* BRIEF: An exact reproduction of the records is required, with all images left out.

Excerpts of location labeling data

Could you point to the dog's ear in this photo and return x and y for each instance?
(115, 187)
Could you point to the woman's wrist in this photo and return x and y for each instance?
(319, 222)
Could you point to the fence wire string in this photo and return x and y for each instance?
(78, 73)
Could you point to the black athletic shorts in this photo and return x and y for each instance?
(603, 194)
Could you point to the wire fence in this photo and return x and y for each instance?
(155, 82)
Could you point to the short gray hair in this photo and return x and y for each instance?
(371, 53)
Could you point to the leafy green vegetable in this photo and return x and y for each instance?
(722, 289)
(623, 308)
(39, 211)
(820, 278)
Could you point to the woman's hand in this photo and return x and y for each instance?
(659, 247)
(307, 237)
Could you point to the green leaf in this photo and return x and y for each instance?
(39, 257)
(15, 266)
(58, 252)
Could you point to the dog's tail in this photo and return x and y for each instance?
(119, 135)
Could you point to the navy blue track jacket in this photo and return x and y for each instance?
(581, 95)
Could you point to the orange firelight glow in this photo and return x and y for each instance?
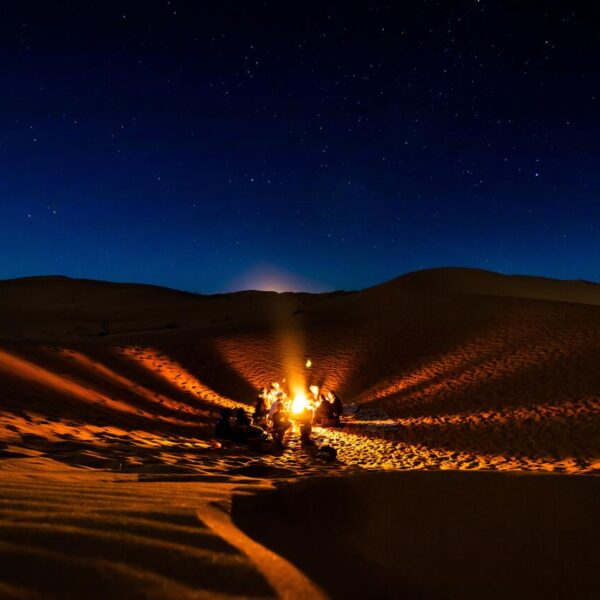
(300, 402)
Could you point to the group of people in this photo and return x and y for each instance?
(274, 415)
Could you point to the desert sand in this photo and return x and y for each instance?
(113, 486)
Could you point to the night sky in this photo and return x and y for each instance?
(213, 146)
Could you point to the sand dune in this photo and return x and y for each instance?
(105, 440)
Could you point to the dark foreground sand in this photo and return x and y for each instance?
(436, 534)
(112, 486)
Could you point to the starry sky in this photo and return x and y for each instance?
(214, 146)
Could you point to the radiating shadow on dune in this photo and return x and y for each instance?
(435, 535)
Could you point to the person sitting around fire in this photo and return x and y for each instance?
(261, 409)
(305, 420)
(223, 424)
(336, 407)
(280, 422)
(324, 412)
(242, 430)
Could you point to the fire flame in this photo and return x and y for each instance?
(300, 402)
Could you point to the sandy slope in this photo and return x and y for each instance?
(452, 369)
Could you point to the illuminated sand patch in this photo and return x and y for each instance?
(31, 372)
(149, 395)
(158, 363)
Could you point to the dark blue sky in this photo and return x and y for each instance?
(215, 147)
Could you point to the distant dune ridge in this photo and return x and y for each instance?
(110, 388)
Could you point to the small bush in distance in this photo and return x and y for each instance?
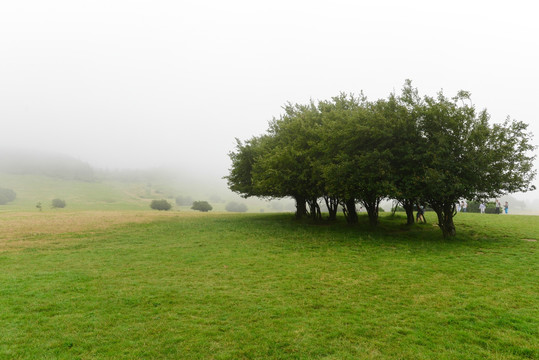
(203, 206)
(235, 207)
(7, 195)
(58, 204)
(160, 205)
(183, 200)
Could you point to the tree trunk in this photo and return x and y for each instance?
(314, 208)
(372, 210)
(349, 211)
(332, 204)
(408, 206)
(301, 208)
(446, 212)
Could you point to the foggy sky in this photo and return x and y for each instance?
(134, 84)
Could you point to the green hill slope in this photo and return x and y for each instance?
(79, 195)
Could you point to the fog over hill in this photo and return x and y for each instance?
(168, 181)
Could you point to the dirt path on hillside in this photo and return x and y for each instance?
(24, 229)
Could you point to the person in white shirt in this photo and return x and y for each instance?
(482, 208)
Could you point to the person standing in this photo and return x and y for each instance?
(482, 208)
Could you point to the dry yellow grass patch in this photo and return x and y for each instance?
(26, 229)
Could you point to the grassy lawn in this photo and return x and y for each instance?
(251, 286)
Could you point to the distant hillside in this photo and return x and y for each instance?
(79, 195)
(45, 164)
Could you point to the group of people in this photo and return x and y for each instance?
(499, 206)
(463, 207)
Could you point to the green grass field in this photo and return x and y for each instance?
(251, 286)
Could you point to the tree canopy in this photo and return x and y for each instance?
(420, 150)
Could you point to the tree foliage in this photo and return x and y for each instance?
(429, 151)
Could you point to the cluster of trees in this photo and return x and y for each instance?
(203, 206)
(233, 206)
(429, 150)
(56, 204)
(161, 205)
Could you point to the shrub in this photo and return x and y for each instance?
(203, 206)
(58, 203)
(160, 205)
(7, 195)
(183, 200)
(235, 207)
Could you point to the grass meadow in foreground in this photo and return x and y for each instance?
(251, 286)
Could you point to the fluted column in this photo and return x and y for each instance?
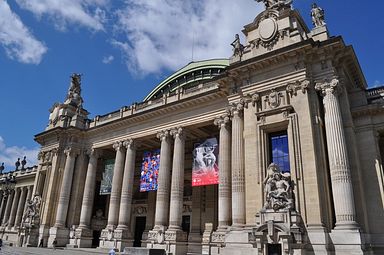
(162, 196)
(127, 189)
(20, 207)
(338, 157)
(3, 202)
(225, 195)
(15, 203)
(238, 180)
(65, 189)
(114, 202)
(89, 190)
(177, 186)
(8, 207)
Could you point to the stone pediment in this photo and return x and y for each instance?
(271, 30)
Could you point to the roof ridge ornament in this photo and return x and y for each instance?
(276, 4)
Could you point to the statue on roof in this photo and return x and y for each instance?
(238, 48)
(74, 92)
(275, 4)
(317, 15)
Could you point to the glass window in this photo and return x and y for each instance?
(279, 153)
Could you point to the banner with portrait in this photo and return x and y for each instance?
(205, 170)
(106, 182)
(149, 170)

* ANSWER TO THIS PROBLEM:
Could you point to the dog's ear in this photo and return x and y for each instance?
(115, 187)
Could you point to the woman's wrist in this photo and return x and y for each instance?
(319, 222)
Could you point to the fence wire string in this photo and return x and y for each instance?
(78, 73)
Could you point to the black athletic shorts in this photo and return x and y for each instance?
(603, 194)
Could you point to the wire fence in this photo and return x and y for each instance?
(155, 82)
Could you point to the short gray hair in this photo and return x and y for each instance?
(371, 53)
Could you point to the leafy green vegetable in this photo and return x and y for each instance?
(722, 289)
(623, 308)
(39, 211)
(820, 278)
Could you point to the woman's hand in this photo and return x and y for each instance?
(659, 247)
(307, 237)
Could you point to the green leaf in this photo and return x and y for each instance?
(39, 257)
(15, 266)
(58, 252)
Could you point to the dog's tail in this photo and return x and y for each instance?
(119, 135)
Could you point to the navy blue track jacket in this photo and return x and y for each instance?
(581, 95)
Could you point to the orange firelight glow in this photo and return x and y for each instance?
(300, 402)
Could you point to the group of people in this photo and return x and y for each instance?
(274, 415)
Could you point to the desert sand in this photo and return x and y for each instance?
(113, 486)
Could you point to the night sky in this photo and return x and y for each instance?
(213, 146)
Could you point to the sand dune in this photo and return x and y for each instance?
(105, 440)
Could you point to the dark foreground sand in this photo and return x and y for each instance?
(436, 534)
(112, 486)
Could you point to the starry sky in this photo and return x and y for each instance?
(214, 146)
Could you point to the radiating shadow on dune in this photo and return x and y for each instance?
(435, 535)
Could you point to the person sitting around fire in this photo and return x and y for each instance?
(261, 409)
(305, 420)
(223, 424)
(336, 407)
(280, 422)
(324, 412)
(242, 430)
Could you point to the fire flame in this photo and return x and y for each instance?
(300, 402)
Could you point to the sandy slope in this photo and return x and y for each instance?
(452, 369)
Could you point to the illuminated sand patch in this photo and return x and y for each instance?
(31, 372)
(149, 395)
(158, 363)
Could you point to the dark blue sky in this photo and return x and y for each instance?
(215, 147)
Could you point to the distant dune ridge in this photo and return x and y for each instance?
(110, 388)
Could you point to the small bush in distance in this photo and return x and y for each instance?
(203, 206)
(235, 207)
(7, 195)
(58, 204)
(160, 205)
(183, 200)
Could you point to the tree trunk in this photo and return x and y for each instance?
(314, 208)
(372, 210)
(349, 211)
(332, 204)
(408, 206)
(301, 208)
(446, 212)
Could you point to the foggy sky in this photo and return x and y for each instance?
(134, 84)
Could you point to the green hill slope in this photo and return x and y for each instance?
(79, 195)
Could you point to the fog over hill in this photo and return x and y for each instance?
(168, 181)
Could you point to the dirt path on hillside in this photo and return x and y for each instance?
(24, 229)
Could you point to the person in white shirt in this photo and return x and y for each instance?
(482, 208)
Could you point to the person standing in this photo and return x and y for each instance?
(482, 208)
Could you point to the dry yellow grass patch in this photo and return x and y for each instance?
(26, 229)
Could you point to the grassy lawn in this photo and return x and y for each instance?
(251, 286)
Could you point to the distant hillside in this photo and return x and y for each instance?
(79, 195)
(45, 164)
Could you point to the group of people in this photo and return x and y for each instance?
(499, 206)
(463, 207)
Could you point to the green grass field in this photo and return x and y for each instance?
(251, 286)
Could you point to the tree canopy in this photo and return x and y for each instance?
(420, 150)
Could you point to the tree foliage in this photo and return x and y for each instance?
(429, 151)
Could you point to the cluster of trees in this photo and return x and y for each instance?
(203, 206)
(233, 206)
(429, 150)
(56, 204)
(161, 205)
Could you point to the shrub in this photo and return x and y for each instance?
(203, 206)
(58, 203)
(160, 205)
(7, 195)
(183, 200)
(235, 207)
Could you point to the grass meadow in foreground in this photo and return x and y for each instance?
(251, 286)
Could you point to the fluted column in this photo and return x and y for each instance?
(162, 196)
(127, 189)
(20, 207)
(338, 157)
(3, 202)
(225, 195)
(15, 203)
(238, 180)
(65, 189)
(114, 202)
(89, 190)
(177, 186)
(8, 207)
Could you point to the stone pediment in this photo and return x and y for each instance?
(271, 30)
Could you point to the roof ridge ornament in this photo and return x and y for each instance?
(276, 4)
Could you point to the statue on roof in this photo and return x and y for each instance?
(238, 48)
(74, 92)
(275, 4)
(317, 15)
Could you point to the glass window in this photo and return x and y for each instance?
(279, 153)
Could you point to the banner with portrait in this photo and return x and y for each instance?
(205, 170)
(106, 182)
(149, 170)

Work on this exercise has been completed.